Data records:

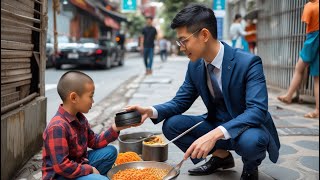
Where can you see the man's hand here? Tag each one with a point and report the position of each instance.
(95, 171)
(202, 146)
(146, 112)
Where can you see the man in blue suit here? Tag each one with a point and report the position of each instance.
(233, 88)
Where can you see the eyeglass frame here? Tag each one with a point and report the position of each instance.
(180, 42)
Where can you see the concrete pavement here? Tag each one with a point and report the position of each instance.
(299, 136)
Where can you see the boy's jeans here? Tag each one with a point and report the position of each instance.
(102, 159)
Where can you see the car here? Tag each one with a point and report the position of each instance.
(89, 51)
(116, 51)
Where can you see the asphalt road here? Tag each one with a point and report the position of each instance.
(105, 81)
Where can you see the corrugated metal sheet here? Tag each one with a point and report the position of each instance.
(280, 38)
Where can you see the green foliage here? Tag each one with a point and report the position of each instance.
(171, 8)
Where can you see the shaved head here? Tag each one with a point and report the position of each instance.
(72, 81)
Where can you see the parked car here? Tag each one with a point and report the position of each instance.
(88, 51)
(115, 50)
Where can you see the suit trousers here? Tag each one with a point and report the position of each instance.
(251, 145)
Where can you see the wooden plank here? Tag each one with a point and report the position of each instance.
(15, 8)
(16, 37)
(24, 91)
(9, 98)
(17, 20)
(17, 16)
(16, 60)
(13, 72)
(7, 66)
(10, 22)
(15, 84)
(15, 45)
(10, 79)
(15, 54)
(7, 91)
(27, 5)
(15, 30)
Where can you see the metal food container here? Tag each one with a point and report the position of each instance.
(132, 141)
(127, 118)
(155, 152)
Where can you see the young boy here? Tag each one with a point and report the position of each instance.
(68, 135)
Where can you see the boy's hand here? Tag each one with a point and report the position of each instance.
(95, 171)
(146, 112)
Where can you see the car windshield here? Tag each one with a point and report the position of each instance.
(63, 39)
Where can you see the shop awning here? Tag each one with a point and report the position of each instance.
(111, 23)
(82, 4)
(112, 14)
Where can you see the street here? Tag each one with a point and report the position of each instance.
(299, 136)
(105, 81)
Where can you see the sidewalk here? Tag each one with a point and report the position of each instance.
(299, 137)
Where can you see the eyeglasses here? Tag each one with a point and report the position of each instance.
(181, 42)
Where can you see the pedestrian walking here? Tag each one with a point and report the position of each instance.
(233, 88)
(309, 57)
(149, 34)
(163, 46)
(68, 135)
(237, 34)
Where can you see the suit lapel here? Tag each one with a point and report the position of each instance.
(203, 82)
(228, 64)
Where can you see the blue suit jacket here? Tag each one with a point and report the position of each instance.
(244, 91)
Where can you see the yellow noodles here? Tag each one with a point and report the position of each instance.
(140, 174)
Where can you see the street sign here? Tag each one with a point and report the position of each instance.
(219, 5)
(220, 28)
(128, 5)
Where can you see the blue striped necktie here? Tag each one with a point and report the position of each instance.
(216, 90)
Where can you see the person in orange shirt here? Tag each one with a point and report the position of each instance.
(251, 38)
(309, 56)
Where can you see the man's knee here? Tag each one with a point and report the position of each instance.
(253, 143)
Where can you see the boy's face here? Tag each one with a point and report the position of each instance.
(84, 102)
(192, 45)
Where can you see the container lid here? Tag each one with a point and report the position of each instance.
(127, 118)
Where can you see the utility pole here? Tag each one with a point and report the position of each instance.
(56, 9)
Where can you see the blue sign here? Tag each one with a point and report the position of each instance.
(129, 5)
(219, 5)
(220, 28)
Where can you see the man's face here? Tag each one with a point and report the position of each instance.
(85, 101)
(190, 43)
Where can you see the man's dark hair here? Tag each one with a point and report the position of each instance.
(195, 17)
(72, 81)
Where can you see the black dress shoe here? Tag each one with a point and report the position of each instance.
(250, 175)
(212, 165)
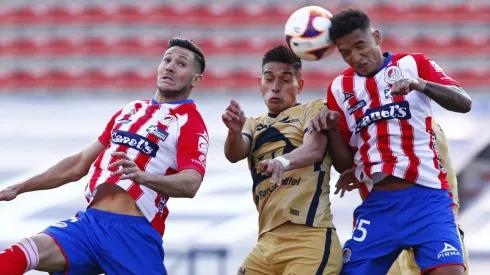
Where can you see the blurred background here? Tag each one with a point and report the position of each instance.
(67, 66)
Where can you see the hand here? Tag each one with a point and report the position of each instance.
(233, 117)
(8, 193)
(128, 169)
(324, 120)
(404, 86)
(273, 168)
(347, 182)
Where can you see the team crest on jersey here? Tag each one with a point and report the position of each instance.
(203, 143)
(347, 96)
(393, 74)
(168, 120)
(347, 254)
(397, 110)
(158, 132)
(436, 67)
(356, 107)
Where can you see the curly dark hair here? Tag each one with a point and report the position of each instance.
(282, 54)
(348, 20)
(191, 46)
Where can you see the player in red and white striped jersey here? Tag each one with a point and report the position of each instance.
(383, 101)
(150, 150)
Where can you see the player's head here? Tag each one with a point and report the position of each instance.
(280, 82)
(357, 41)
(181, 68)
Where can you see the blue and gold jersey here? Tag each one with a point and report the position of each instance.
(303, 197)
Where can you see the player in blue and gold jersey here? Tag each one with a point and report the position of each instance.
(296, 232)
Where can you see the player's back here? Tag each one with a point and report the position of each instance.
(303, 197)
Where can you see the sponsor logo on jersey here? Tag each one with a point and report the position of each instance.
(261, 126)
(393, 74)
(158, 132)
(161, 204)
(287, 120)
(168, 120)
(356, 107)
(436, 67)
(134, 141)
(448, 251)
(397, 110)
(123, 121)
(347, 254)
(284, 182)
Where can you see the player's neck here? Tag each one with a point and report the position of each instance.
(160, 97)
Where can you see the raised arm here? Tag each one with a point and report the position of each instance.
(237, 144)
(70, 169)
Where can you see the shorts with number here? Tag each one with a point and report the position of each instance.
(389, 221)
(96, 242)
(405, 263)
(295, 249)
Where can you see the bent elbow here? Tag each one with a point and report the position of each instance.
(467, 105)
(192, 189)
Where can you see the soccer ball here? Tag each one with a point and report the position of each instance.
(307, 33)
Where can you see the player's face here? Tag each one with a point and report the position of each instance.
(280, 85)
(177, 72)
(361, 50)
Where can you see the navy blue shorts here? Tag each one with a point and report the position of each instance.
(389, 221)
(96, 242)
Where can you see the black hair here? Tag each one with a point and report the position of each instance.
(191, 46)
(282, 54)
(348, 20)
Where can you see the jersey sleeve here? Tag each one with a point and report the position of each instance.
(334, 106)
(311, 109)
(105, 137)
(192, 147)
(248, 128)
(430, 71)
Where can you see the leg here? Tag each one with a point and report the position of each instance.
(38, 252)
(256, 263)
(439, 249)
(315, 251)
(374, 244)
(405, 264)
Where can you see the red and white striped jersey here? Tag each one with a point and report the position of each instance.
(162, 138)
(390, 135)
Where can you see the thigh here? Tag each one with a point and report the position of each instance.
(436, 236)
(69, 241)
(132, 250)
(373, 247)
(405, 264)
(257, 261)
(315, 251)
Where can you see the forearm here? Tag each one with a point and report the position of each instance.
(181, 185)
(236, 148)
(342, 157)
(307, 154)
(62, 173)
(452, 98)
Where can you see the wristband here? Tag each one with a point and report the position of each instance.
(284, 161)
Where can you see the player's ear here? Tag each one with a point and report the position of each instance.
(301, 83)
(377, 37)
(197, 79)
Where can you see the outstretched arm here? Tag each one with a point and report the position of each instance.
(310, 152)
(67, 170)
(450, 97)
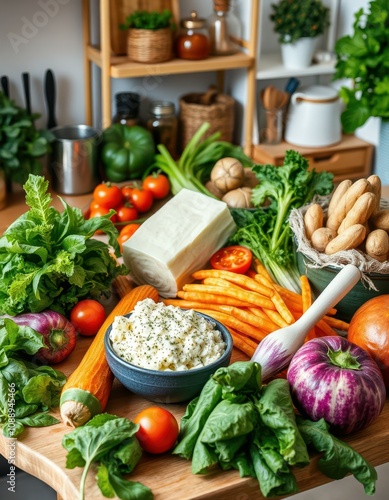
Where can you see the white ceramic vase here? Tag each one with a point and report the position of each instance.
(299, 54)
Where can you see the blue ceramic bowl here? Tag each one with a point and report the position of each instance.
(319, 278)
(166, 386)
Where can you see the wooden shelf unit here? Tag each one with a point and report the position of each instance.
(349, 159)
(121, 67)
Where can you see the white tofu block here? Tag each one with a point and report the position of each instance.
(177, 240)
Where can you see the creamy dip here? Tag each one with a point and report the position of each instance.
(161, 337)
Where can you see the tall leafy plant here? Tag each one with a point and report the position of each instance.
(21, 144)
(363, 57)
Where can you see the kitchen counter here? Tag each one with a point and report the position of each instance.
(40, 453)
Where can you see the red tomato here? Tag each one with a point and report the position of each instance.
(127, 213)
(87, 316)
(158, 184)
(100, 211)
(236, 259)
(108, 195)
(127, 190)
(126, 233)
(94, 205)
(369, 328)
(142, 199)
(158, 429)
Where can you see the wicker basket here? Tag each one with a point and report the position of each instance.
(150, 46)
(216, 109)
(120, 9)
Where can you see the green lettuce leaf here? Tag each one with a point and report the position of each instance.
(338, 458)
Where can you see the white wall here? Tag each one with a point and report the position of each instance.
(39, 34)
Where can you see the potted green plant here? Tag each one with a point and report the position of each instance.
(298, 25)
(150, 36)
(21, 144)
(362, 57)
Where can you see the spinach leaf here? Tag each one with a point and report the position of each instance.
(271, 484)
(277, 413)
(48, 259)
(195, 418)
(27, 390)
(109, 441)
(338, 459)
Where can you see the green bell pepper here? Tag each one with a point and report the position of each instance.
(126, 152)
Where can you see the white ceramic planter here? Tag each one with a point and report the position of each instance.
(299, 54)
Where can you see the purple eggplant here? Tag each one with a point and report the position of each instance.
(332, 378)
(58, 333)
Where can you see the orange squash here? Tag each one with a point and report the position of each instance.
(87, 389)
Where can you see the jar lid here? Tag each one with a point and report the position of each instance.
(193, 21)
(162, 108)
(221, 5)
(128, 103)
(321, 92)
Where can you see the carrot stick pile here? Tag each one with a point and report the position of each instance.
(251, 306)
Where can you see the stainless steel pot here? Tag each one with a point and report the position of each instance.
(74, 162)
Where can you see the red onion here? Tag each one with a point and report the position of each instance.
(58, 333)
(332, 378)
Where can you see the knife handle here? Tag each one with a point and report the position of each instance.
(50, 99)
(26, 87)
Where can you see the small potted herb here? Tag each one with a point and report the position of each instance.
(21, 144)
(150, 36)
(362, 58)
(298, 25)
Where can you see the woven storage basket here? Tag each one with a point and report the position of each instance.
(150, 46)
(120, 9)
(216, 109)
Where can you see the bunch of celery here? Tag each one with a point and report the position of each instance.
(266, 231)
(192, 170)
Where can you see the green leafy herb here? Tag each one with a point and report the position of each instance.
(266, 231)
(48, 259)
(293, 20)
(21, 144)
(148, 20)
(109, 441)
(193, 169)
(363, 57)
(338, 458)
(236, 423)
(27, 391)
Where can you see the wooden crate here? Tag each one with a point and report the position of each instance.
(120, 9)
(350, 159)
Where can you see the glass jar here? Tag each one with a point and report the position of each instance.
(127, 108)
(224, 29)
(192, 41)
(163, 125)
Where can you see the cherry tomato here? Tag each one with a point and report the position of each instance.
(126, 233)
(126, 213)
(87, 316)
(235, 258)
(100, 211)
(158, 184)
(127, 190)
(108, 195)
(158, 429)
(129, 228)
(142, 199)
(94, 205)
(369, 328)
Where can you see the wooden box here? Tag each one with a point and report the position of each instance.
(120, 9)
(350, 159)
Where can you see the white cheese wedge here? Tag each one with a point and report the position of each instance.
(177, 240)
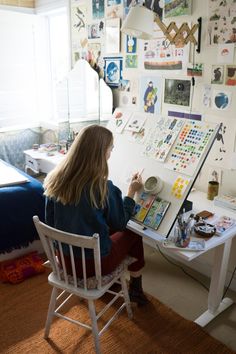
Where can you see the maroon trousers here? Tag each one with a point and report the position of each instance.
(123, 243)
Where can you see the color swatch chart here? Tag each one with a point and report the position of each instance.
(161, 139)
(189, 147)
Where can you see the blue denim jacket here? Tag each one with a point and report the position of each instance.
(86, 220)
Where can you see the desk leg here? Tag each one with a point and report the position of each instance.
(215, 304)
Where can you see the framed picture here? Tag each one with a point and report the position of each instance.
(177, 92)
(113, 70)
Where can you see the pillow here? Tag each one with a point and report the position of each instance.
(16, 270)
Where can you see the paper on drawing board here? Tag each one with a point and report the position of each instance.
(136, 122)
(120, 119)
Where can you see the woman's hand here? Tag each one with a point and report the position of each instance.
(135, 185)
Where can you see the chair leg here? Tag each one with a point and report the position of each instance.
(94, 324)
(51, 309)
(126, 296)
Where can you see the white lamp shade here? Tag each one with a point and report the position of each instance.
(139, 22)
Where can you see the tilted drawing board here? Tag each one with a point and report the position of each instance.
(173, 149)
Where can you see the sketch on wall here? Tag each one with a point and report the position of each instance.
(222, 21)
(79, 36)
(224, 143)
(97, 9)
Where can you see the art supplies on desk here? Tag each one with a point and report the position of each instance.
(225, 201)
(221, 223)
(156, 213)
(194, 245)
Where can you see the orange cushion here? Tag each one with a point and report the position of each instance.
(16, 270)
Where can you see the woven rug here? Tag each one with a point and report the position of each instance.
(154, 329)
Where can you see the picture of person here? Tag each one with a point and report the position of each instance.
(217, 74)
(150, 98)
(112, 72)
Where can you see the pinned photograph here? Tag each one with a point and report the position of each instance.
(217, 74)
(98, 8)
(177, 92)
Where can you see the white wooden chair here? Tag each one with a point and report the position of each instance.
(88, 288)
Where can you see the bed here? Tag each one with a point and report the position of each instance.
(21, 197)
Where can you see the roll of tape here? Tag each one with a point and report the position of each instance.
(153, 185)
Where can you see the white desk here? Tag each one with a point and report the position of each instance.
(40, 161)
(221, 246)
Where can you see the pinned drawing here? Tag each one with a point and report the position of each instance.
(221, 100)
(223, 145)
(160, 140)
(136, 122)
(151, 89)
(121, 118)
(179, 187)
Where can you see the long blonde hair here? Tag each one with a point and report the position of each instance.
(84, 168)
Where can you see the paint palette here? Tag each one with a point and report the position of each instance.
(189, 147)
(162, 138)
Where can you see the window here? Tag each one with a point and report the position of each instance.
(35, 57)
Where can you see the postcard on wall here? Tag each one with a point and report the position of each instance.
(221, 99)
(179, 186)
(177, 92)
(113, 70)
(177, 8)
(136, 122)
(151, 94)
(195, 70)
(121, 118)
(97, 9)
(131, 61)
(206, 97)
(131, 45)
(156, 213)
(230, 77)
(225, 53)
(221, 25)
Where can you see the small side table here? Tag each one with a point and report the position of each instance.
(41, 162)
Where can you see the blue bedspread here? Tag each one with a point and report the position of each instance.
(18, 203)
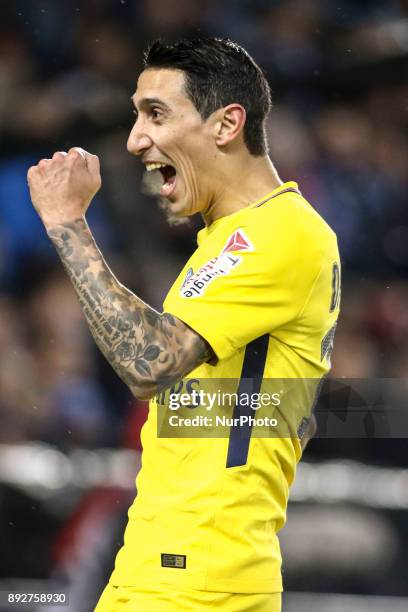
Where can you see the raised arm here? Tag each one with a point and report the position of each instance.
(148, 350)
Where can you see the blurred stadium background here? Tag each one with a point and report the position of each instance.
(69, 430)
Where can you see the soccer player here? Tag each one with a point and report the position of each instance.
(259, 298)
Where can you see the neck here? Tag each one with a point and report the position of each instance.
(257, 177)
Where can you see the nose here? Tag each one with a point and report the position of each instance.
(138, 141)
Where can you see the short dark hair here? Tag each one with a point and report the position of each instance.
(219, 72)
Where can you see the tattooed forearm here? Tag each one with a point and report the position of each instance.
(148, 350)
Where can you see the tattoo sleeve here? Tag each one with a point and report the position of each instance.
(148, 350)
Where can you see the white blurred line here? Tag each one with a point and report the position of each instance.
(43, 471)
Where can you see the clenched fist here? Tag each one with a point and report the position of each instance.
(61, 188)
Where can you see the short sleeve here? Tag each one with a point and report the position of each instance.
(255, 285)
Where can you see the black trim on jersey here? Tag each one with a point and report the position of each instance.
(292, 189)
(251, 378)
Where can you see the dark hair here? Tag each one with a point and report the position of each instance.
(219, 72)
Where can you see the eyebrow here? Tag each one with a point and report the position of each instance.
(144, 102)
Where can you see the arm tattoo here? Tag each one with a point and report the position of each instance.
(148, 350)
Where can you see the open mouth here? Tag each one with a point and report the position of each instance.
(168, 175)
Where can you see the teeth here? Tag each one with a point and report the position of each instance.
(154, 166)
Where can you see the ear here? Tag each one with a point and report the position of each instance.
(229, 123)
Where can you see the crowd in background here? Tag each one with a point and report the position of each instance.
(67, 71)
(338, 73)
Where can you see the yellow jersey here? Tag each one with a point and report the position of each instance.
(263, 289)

Task to carry out: Locate "Where can you see the eyebrow" in the data above. Then repeat, exactly, its line and each line after it through the last, adding nothing.

Answer section:
Where can you see the eyebrow here? Tag each one with a point and report the position of each instance.
(144, 102)
Where can you see the arm tattoo here? Tag each one with a point and report the position of each instance.
(148, 350)
Where can you see the open mouth here? Tag each one with a point and report the position of each instance.
(168, 175)
Where can you see the teeth here? Tag each one with a point and report the position of each instance.
(154, 166)
Where can you see the ear here? Tag each one with a point and report the position of each instance.
(229, 123)
Where can you see the crowd in background here? Tag each one with a point and report the position of each instance.
(67, 71)
(338, 73)
Where can you see the yellow jersey here? Tag each one with a point and report the position of each instance.
(263, 289)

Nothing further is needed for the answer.